:: Prompt ::
Within the entries that follow, report how many lines contain the word "below", giving the number by itself.

:: Point localization data ::
***

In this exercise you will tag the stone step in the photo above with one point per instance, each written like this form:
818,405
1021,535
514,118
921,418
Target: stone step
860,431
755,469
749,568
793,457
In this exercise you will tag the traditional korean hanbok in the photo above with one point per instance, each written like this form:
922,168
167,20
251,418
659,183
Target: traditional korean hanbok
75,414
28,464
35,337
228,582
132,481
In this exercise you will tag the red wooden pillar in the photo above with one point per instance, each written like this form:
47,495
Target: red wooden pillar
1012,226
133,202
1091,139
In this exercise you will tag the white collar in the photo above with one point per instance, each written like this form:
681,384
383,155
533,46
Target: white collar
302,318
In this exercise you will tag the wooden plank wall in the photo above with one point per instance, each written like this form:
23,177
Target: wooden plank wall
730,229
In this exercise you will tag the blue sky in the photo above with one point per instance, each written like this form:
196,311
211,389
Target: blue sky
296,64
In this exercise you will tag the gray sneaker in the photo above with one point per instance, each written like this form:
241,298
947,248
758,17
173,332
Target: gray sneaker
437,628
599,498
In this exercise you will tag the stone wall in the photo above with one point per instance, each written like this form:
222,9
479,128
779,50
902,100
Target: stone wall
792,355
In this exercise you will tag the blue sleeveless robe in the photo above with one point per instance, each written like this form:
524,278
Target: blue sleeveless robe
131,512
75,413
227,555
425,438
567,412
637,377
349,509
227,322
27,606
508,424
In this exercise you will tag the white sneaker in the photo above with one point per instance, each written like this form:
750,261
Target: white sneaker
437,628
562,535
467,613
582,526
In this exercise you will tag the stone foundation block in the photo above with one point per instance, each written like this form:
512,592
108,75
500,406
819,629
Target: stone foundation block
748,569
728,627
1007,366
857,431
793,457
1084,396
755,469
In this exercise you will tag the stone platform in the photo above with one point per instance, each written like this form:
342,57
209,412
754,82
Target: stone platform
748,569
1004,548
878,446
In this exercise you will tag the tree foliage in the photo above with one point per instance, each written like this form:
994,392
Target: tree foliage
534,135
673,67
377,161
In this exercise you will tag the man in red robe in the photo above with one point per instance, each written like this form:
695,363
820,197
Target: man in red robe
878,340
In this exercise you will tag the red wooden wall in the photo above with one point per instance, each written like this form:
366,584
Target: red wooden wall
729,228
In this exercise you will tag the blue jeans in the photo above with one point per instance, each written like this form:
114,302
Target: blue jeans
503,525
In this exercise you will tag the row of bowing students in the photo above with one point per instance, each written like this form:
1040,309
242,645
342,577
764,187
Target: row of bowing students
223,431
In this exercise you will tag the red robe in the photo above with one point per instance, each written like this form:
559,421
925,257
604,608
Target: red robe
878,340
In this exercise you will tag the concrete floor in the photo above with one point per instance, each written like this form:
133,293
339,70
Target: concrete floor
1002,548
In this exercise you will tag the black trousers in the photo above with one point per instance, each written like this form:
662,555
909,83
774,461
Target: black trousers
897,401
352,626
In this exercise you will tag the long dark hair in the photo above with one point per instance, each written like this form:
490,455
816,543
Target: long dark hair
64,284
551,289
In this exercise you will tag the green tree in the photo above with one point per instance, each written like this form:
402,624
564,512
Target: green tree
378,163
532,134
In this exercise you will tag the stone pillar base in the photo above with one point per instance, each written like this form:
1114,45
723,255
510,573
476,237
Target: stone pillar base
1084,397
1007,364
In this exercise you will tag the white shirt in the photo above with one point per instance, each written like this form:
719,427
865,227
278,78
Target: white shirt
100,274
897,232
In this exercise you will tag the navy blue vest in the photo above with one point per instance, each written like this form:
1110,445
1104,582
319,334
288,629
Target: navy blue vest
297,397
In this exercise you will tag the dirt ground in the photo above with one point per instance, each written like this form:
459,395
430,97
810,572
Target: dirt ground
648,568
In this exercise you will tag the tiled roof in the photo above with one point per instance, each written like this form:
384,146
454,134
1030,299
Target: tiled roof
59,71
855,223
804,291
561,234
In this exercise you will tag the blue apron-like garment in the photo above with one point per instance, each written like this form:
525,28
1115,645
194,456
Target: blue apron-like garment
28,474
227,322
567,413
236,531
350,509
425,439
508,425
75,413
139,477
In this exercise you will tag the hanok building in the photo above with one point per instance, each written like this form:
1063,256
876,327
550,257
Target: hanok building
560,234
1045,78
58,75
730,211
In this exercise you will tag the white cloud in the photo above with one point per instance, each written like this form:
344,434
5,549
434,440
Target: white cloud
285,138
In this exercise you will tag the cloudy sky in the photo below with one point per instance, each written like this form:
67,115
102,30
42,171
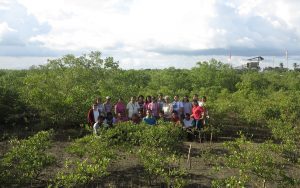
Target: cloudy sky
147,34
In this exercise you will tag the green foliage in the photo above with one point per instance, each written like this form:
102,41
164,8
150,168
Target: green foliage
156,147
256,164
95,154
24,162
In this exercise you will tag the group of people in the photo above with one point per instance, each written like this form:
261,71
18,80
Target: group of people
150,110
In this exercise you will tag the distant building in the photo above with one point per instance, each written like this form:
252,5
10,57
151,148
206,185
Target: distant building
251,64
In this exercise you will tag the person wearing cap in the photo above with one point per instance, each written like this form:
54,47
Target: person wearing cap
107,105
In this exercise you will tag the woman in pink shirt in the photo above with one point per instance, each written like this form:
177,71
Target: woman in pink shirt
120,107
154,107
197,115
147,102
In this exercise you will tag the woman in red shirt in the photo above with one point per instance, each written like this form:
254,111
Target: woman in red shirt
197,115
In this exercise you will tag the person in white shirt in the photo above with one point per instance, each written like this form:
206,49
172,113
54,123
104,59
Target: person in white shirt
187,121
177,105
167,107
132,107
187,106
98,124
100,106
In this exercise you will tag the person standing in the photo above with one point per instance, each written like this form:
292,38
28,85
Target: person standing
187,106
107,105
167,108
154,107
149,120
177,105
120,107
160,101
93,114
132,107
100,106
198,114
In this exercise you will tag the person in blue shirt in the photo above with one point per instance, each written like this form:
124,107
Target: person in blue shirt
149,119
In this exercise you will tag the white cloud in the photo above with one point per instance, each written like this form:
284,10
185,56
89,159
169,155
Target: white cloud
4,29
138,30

***

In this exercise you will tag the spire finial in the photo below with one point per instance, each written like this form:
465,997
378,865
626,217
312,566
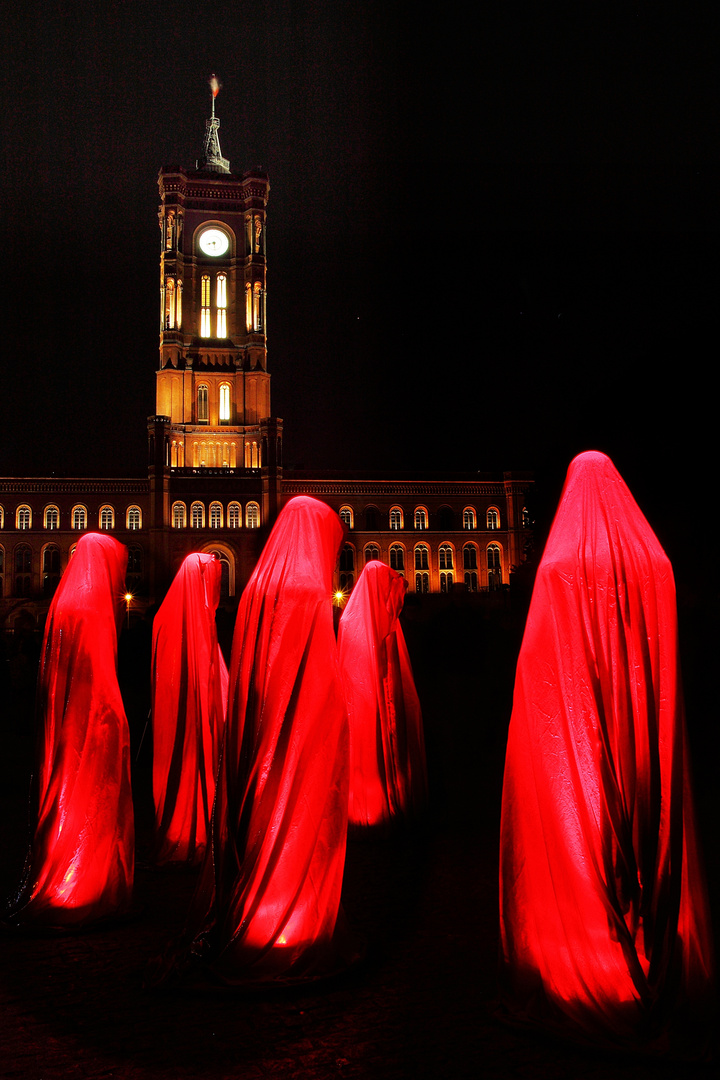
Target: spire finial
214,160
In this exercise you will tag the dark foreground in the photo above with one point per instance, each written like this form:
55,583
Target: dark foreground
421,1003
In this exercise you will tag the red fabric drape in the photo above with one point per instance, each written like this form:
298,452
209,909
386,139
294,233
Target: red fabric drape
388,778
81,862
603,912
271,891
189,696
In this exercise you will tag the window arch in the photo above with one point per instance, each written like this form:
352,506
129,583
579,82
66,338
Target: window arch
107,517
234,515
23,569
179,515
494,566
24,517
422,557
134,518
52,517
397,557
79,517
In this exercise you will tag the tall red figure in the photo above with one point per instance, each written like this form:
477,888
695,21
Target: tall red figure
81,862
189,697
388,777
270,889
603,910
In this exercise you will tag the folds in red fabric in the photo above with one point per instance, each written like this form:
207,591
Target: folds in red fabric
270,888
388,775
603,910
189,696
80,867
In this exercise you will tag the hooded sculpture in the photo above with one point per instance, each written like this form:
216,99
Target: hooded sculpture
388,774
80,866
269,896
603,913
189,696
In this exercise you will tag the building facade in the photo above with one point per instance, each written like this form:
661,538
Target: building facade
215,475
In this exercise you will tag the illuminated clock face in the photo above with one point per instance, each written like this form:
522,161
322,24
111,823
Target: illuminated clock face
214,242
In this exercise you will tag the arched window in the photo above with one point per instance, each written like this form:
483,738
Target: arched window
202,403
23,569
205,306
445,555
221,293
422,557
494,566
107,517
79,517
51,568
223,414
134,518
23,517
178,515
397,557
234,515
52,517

***

:: Exercise solution ::
2